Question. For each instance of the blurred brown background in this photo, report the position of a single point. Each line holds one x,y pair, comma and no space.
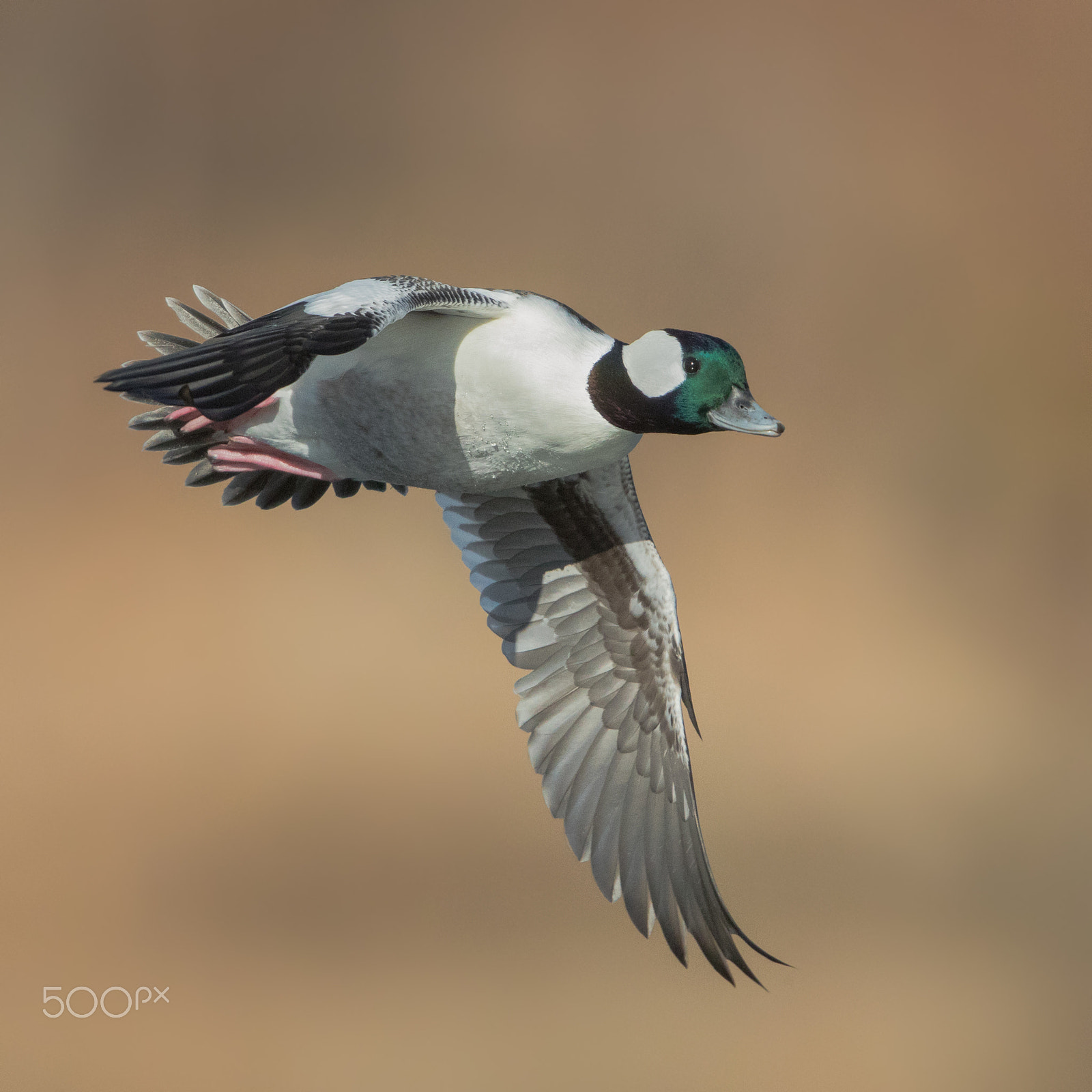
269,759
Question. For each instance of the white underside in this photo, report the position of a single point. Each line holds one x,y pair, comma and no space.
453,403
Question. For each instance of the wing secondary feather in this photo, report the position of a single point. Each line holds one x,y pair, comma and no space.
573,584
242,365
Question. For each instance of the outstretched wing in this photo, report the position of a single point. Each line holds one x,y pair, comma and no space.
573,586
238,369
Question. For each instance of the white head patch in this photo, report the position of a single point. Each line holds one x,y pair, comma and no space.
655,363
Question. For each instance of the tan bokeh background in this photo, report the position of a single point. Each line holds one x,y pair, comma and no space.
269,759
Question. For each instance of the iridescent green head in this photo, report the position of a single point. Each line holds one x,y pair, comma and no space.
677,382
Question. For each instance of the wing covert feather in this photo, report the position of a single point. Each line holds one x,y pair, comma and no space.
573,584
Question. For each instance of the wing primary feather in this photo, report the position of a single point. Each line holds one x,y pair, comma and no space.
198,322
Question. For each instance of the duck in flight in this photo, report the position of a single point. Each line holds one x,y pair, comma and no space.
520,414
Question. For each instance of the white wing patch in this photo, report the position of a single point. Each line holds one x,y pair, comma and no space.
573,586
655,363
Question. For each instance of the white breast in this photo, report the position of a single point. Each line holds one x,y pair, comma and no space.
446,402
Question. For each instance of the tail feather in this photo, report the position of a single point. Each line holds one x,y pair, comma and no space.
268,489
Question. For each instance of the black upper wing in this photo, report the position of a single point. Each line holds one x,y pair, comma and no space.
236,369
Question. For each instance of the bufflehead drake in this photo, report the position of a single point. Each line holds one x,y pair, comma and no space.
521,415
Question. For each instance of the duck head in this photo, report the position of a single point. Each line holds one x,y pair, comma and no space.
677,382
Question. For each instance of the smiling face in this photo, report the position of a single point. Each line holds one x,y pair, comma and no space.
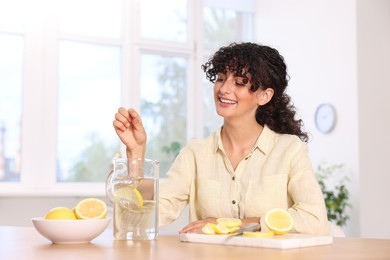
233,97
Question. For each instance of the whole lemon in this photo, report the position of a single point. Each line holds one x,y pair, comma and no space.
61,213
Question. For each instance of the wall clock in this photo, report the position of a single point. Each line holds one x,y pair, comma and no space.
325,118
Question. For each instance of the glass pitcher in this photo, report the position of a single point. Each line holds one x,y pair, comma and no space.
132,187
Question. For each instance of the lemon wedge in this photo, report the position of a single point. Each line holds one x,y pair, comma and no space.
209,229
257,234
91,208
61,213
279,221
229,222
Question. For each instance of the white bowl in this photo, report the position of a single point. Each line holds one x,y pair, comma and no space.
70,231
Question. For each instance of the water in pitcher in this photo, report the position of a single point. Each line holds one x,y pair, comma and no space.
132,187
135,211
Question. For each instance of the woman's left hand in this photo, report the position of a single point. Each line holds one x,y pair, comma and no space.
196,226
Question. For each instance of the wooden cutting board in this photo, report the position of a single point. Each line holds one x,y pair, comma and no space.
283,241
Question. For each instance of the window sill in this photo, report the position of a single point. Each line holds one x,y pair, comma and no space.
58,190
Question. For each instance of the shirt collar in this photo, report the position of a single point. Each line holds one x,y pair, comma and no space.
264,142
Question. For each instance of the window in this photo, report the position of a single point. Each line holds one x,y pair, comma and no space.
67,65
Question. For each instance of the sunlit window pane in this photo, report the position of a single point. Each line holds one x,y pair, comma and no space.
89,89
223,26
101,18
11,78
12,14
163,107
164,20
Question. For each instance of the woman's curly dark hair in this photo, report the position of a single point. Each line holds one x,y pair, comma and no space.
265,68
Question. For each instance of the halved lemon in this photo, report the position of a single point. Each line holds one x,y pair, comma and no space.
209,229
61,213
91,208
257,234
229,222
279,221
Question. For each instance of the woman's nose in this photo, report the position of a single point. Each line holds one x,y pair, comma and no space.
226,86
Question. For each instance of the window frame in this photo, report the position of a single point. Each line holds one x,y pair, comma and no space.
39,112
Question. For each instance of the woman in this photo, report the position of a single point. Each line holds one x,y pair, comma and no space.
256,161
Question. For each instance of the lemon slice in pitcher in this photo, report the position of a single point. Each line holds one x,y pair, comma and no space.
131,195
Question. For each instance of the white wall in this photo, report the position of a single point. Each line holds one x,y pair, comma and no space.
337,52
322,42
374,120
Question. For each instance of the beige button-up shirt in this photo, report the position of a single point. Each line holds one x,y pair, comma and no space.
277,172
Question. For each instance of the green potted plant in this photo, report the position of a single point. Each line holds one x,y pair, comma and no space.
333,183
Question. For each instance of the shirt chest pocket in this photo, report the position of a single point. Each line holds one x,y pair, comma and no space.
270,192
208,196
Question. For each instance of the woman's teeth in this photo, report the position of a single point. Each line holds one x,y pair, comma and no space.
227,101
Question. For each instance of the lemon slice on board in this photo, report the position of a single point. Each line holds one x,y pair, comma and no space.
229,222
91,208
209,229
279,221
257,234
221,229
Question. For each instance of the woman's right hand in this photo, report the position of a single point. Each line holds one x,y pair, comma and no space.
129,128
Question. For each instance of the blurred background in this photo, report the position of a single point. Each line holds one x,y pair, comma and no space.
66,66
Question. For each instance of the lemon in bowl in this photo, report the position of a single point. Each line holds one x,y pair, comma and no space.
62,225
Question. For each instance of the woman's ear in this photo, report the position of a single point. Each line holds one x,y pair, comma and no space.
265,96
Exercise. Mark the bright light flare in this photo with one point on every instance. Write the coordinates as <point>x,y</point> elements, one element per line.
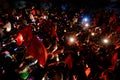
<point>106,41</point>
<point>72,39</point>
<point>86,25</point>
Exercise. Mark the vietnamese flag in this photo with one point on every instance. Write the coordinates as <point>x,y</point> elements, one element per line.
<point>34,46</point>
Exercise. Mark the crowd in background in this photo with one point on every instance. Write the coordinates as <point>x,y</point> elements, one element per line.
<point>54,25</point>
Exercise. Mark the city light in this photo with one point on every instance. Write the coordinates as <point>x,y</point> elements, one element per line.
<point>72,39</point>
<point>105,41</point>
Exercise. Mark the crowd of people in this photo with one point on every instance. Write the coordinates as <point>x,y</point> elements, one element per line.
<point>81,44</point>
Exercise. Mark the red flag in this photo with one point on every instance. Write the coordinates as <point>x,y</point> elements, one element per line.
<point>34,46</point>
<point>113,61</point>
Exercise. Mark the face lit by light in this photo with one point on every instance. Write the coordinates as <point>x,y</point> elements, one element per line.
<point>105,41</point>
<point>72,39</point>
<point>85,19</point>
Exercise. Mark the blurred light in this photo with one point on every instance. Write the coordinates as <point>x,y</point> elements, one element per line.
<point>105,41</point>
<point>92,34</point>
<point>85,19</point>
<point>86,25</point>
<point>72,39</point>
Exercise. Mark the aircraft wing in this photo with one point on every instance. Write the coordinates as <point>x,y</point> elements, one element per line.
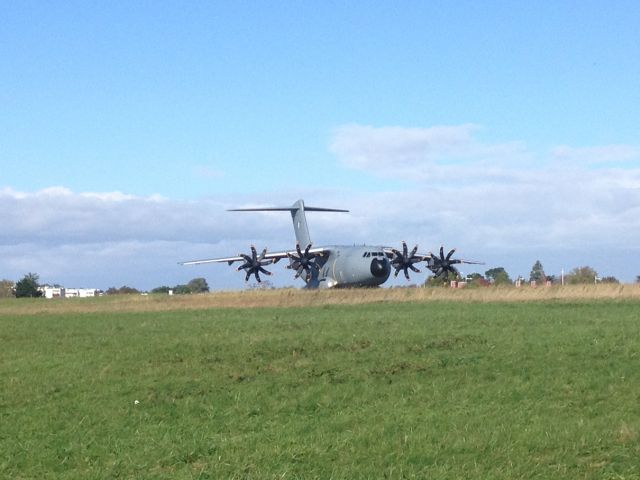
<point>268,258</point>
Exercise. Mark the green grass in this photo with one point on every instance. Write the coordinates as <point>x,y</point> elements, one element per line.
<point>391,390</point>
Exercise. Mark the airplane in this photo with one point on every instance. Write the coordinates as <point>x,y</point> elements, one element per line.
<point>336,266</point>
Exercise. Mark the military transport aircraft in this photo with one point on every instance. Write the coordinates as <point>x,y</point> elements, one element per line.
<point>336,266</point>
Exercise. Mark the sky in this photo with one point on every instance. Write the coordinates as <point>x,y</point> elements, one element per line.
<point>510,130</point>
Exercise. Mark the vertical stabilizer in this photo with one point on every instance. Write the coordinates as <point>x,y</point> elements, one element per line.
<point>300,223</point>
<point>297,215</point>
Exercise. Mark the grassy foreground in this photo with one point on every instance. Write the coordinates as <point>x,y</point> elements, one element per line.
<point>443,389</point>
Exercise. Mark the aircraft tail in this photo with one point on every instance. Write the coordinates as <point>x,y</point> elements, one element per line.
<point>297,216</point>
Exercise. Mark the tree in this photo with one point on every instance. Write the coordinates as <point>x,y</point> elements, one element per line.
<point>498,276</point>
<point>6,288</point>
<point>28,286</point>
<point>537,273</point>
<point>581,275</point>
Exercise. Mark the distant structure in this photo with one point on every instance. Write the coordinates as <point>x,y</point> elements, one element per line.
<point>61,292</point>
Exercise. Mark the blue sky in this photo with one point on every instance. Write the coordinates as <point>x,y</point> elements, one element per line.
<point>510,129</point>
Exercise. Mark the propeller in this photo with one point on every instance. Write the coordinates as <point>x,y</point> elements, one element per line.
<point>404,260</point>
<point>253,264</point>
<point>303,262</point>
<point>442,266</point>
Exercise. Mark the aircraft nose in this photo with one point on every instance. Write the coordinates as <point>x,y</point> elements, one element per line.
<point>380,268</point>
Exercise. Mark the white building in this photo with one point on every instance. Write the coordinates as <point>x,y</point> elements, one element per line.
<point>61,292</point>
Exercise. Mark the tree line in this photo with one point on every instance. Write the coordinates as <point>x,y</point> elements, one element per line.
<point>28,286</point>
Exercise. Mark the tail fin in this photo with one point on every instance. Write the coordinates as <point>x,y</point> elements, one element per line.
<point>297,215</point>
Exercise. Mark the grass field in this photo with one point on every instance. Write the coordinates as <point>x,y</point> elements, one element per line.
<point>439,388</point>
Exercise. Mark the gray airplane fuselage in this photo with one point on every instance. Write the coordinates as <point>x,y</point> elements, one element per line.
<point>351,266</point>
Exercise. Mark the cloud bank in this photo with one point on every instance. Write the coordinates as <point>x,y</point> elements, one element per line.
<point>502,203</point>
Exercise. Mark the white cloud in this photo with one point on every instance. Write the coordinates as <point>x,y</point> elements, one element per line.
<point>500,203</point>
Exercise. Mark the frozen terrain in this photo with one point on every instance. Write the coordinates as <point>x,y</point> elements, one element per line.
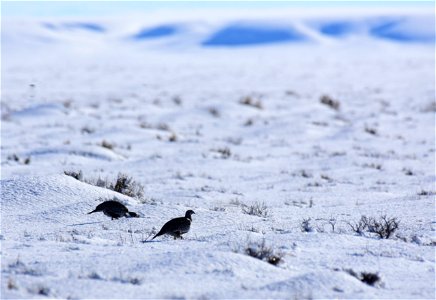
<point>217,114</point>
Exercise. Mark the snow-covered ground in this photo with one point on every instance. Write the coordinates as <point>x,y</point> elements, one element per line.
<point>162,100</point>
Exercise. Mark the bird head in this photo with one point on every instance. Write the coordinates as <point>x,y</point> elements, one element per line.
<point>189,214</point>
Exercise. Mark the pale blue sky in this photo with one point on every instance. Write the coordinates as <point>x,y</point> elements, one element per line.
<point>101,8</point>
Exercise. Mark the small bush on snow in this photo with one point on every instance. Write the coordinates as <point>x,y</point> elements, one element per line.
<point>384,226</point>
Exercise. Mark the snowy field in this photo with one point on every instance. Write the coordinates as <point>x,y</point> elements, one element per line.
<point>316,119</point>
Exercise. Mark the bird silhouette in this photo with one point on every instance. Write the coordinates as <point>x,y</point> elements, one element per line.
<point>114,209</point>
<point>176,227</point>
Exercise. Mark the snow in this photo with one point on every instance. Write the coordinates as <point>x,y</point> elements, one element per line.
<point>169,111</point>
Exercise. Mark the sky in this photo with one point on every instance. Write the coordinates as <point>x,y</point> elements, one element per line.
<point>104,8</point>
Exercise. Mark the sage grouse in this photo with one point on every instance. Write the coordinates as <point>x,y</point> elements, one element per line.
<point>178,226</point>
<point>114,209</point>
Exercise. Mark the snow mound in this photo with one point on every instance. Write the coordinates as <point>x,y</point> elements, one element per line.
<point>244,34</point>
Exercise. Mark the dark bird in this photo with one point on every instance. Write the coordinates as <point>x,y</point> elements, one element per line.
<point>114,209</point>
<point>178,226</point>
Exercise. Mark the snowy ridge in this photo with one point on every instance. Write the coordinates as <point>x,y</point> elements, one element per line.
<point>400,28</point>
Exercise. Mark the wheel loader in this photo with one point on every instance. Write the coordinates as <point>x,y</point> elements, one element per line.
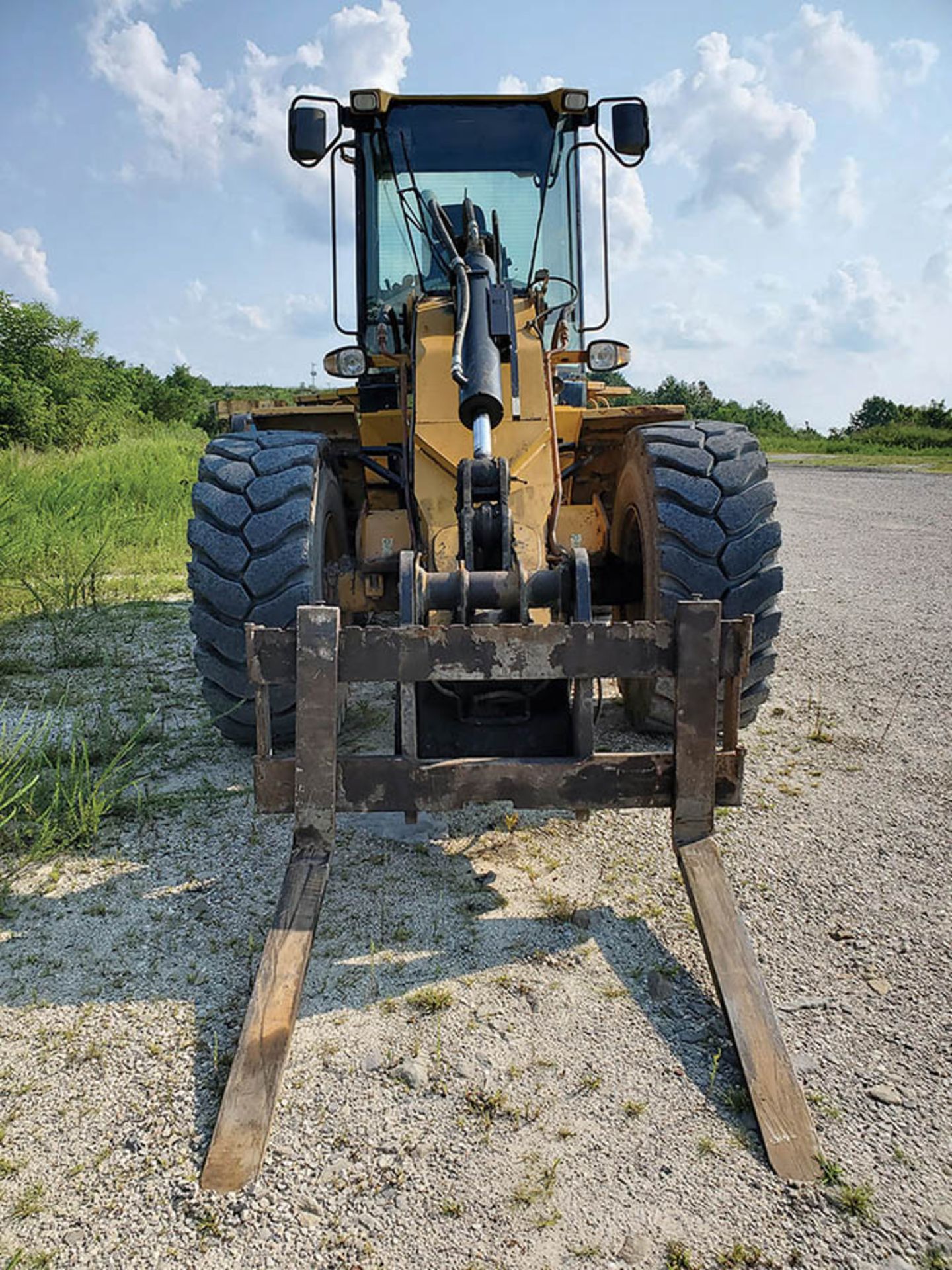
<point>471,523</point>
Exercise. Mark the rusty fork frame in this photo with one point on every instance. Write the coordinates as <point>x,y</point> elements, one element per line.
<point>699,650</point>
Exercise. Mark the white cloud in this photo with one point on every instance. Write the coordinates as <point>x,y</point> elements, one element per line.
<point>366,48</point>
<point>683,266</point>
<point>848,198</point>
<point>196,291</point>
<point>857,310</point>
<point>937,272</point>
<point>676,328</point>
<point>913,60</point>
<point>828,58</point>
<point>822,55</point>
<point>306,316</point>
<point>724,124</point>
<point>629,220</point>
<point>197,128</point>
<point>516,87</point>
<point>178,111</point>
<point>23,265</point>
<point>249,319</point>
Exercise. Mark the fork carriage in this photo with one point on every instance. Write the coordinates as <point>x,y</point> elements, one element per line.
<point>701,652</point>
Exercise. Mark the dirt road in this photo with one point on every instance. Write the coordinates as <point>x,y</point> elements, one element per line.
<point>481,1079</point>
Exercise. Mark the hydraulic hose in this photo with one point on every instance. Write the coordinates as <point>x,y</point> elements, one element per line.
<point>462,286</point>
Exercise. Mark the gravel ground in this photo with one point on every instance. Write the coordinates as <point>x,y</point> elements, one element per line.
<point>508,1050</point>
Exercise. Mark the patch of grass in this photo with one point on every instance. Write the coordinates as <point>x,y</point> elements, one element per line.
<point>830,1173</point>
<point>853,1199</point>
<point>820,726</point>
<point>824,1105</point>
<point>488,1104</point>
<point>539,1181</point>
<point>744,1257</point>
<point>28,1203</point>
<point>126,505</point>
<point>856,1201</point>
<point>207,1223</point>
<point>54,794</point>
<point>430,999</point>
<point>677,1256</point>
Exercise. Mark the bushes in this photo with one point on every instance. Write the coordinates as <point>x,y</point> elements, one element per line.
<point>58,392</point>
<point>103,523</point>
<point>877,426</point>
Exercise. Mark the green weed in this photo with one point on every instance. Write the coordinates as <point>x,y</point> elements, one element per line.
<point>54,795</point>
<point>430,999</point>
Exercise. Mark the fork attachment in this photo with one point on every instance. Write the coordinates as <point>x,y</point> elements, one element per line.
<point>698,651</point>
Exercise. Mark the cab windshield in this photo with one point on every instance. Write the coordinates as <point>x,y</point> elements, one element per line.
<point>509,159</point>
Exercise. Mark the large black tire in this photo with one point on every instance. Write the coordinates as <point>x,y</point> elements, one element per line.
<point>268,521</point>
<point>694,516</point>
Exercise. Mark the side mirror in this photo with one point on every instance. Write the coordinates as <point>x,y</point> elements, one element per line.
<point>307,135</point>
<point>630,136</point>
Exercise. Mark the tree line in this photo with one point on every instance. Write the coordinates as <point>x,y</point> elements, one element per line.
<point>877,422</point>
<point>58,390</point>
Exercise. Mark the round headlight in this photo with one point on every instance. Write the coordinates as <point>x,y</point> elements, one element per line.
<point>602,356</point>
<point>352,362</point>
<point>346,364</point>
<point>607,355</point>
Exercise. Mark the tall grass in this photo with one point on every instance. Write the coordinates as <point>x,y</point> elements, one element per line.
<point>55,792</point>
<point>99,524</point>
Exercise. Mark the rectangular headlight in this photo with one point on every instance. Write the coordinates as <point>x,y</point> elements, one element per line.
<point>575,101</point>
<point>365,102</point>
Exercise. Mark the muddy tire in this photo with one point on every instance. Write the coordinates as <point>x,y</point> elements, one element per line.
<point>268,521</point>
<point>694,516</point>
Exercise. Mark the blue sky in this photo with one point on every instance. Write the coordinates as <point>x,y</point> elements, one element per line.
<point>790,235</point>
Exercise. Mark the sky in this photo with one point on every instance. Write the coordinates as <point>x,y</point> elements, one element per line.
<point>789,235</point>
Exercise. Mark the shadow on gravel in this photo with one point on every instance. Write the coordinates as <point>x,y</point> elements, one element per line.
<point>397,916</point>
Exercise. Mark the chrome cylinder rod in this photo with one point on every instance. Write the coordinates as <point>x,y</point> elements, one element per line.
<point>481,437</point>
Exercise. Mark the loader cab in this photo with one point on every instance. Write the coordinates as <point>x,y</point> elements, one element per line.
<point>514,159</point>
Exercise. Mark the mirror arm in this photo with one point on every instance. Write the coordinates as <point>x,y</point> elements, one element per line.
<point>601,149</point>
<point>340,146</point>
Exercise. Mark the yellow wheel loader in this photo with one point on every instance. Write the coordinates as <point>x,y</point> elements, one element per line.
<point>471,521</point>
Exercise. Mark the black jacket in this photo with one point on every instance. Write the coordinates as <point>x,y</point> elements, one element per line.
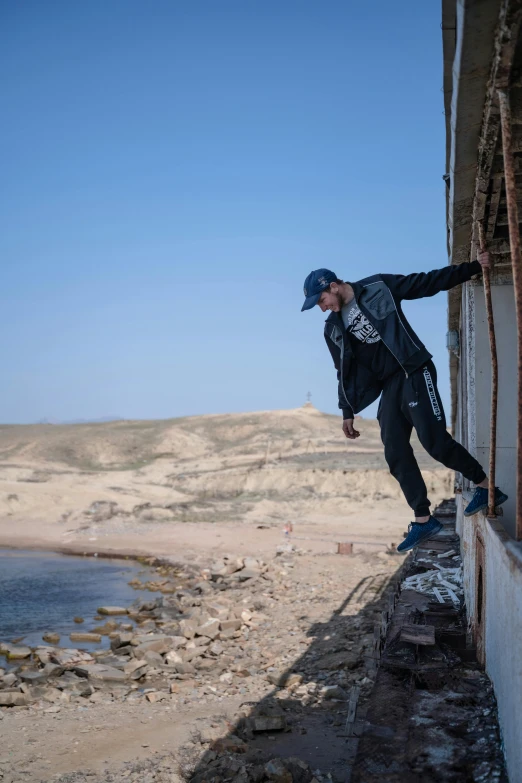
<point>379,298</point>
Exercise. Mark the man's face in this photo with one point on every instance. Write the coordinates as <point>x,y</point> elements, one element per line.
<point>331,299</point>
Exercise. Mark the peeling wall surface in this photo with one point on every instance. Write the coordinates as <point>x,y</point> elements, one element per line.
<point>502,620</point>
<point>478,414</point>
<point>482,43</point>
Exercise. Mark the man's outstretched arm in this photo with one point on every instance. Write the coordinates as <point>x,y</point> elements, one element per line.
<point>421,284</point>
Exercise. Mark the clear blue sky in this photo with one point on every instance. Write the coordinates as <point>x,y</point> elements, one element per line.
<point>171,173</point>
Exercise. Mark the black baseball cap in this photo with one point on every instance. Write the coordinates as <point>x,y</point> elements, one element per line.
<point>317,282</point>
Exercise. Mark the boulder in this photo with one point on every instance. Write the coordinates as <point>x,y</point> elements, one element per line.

- Problem
Update the part that opens with the line containing "Exercise. Mark the man's face" and closes with the last line, replacing "every instance" with "each instance" and leaving all else unchanged. Give back only those lines.

- Correct response
Exercise. Mark the man's face in this photo with one point on each instance. Write the coordinates as <point>x,y</point> elements, one element per line.
<point>331,299</point>
Exercise. Mark the peeling wall surface in this photo with one point on each instance. Write the coordinates as <point>x,y</point> elements, one element per line.
<point>502,620</point>
<point>478,414</point>
<point>482,43</point>
Exercise. Mark the man's outstretched arm in this photo with one point on each instance. Write the coordinates as <point>x,y</point> elements, one element per line.
<point>421,284</point>
Exercise. Mark the clear blue sky in this photo with one point on each instance. Write the coordinates as <point>x,y</point> elements, one element per line.
<point>171,173</point>
Exercise. Mark the black baseball cap in this photo with one point on each instance. Write the coordinates as <point>x,y</point> elements, one element per line.
<point>317,282</point>
Exercise. Mark the boulder in this photo with one point on each instance. Write the coordinates as <point>x,y</point> elements, one element per line.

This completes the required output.